= Records for processing =
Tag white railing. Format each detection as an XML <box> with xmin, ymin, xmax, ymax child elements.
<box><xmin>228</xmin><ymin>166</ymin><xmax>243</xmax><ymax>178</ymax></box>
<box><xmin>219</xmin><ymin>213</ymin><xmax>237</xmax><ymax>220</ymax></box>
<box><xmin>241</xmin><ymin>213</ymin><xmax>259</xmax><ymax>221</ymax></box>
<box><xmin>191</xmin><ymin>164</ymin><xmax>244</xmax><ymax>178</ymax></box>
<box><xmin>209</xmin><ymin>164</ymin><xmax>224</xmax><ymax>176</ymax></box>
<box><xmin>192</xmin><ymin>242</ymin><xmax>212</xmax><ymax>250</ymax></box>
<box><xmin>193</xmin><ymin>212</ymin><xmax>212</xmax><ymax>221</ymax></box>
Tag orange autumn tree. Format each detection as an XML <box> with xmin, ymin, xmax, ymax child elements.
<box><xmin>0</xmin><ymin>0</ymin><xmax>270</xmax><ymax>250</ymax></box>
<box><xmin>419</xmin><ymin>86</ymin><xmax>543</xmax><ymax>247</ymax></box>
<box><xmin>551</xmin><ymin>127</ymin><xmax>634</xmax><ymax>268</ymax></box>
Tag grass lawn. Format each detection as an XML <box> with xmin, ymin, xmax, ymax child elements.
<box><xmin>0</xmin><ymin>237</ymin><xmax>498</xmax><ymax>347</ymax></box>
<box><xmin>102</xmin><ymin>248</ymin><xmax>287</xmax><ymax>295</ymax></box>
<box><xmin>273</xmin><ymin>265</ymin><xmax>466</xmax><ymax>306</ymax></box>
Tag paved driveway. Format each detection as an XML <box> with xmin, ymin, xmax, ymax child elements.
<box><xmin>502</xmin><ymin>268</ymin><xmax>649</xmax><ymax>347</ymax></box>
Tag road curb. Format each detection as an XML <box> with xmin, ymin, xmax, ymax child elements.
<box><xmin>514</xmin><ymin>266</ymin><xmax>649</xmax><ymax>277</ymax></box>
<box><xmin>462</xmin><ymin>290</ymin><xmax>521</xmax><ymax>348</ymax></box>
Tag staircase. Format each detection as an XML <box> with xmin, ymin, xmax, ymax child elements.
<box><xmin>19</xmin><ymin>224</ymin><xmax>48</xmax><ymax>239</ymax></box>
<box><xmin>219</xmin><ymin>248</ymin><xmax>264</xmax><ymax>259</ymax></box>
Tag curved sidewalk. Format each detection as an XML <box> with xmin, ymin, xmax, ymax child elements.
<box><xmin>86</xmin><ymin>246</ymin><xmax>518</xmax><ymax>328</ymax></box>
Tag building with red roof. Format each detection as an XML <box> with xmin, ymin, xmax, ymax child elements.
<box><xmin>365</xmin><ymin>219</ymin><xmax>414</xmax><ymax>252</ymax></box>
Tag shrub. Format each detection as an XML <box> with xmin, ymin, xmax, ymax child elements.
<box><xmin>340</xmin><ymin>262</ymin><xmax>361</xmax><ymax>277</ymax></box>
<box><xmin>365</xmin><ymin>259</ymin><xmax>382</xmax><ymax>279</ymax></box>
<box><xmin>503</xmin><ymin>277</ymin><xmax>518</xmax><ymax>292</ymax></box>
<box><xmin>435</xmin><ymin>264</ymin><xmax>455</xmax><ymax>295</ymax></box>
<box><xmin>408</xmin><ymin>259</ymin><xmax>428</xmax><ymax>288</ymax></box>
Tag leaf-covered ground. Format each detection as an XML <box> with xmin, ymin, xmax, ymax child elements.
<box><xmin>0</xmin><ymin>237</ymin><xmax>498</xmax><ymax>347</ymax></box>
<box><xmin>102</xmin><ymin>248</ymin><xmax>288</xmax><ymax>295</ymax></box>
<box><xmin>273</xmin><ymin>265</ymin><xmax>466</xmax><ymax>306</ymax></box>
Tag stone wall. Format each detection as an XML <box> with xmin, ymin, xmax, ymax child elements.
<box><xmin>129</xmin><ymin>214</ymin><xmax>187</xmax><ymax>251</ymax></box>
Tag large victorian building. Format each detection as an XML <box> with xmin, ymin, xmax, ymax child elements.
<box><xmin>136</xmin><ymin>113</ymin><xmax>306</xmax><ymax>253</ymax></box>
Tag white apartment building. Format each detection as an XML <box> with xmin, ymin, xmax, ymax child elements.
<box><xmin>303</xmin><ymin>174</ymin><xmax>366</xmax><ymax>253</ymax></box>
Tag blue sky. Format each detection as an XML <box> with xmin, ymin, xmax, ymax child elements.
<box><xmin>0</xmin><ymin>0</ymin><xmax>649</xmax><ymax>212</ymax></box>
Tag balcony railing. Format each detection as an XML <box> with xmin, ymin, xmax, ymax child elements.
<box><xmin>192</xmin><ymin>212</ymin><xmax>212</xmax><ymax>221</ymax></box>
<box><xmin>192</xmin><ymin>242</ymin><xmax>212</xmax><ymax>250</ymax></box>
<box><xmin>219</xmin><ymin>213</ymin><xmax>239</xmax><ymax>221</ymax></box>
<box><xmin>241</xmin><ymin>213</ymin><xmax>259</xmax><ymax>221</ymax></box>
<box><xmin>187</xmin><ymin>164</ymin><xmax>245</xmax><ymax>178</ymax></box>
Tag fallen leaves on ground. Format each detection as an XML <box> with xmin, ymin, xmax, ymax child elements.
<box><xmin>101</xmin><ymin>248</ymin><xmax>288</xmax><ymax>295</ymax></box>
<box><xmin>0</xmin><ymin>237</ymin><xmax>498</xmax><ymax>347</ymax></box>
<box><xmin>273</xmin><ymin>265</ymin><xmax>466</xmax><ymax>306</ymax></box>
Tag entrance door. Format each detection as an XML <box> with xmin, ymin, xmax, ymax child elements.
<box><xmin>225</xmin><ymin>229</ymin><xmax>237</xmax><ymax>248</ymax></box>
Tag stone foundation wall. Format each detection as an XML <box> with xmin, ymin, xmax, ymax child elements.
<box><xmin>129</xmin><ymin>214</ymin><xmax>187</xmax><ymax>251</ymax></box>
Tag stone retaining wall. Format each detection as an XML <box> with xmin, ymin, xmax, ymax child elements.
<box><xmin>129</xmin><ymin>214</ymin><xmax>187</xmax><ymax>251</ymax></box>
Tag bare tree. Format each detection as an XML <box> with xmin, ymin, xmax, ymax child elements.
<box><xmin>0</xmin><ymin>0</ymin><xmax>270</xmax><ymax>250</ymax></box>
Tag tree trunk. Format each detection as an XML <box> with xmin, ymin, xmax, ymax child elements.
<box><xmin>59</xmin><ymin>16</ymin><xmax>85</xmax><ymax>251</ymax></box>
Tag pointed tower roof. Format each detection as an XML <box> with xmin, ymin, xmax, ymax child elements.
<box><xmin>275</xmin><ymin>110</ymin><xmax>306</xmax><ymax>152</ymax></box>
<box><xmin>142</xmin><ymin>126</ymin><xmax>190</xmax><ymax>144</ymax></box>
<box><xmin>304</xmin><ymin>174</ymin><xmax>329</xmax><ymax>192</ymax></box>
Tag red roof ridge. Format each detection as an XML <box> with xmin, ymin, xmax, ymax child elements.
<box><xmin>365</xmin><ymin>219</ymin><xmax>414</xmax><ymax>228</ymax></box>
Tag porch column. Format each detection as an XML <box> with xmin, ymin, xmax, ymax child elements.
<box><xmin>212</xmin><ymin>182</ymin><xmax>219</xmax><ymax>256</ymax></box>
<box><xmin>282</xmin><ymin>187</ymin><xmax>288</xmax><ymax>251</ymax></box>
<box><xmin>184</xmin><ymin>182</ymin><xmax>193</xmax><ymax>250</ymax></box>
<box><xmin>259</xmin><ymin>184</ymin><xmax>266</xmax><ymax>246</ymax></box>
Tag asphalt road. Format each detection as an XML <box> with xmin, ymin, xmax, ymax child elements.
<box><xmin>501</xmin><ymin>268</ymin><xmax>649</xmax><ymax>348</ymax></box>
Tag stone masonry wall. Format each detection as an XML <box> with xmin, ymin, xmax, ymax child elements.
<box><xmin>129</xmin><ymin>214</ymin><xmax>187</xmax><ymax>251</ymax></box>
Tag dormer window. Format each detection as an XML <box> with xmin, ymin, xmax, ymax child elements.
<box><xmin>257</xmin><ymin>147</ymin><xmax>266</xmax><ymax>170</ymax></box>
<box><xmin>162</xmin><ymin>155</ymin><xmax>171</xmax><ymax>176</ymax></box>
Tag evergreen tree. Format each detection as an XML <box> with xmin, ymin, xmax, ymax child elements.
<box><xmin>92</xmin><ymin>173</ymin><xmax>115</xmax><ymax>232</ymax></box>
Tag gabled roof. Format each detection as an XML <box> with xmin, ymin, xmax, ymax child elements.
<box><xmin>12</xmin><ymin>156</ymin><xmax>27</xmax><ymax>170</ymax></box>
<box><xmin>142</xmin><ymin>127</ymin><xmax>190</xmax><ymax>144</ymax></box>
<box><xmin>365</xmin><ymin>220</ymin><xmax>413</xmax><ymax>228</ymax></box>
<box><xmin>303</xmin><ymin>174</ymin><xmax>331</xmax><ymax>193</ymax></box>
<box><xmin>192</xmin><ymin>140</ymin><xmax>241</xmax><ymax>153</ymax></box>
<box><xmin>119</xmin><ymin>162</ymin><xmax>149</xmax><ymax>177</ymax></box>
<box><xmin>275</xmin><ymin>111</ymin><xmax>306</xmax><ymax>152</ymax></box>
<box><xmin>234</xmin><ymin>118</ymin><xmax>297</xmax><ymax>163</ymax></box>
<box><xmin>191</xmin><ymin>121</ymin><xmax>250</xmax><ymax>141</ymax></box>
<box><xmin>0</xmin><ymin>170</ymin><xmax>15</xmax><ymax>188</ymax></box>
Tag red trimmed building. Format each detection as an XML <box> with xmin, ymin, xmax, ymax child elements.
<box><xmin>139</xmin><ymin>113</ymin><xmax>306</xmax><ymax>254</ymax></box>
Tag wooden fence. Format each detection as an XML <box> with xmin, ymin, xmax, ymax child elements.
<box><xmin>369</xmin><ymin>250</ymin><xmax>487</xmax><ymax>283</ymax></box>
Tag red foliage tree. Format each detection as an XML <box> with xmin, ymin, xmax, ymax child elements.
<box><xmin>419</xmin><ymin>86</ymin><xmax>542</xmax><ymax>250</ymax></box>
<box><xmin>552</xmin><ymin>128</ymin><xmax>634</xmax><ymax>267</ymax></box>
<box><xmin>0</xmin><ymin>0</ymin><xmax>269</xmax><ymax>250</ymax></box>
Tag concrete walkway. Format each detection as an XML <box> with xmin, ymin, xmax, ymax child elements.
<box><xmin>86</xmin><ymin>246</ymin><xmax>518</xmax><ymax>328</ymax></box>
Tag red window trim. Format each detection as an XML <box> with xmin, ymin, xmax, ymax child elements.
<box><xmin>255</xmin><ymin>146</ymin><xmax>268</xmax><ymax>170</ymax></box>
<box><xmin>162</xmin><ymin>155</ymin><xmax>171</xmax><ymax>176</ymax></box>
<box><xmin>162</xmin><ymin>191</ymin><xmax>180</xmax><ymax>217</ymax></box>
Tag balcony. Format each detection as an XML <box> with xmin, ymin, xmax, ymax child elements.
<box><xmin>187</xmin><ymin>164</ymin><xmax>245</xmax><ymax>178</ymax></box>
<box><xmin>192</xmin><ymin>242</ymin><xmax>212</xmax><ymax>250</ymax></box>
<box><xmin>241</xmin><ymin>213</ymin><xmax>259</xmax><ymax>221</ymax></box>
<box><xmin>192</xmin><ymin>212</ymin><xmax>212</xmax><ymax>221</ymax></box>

= What to produce =
Which lines above contain the word "roof"? List each of them in full.

= Output of the task =
Tag building with red roof. Format each detection as an XML <box> with xmin, ymin, xmax, ymax child elements.
Tag pointed tower roof. Format each detection as an XML <box> with xmin, ymin, xmax, ymax child elements.
Tag red roof ridge. Format each detection as an XML <box> with xmin, ymin, xmax, ymax child elements.
Tag gabled roof. Format each detection as an XML <box> with xmin, ymin, xmax, ymax child elements.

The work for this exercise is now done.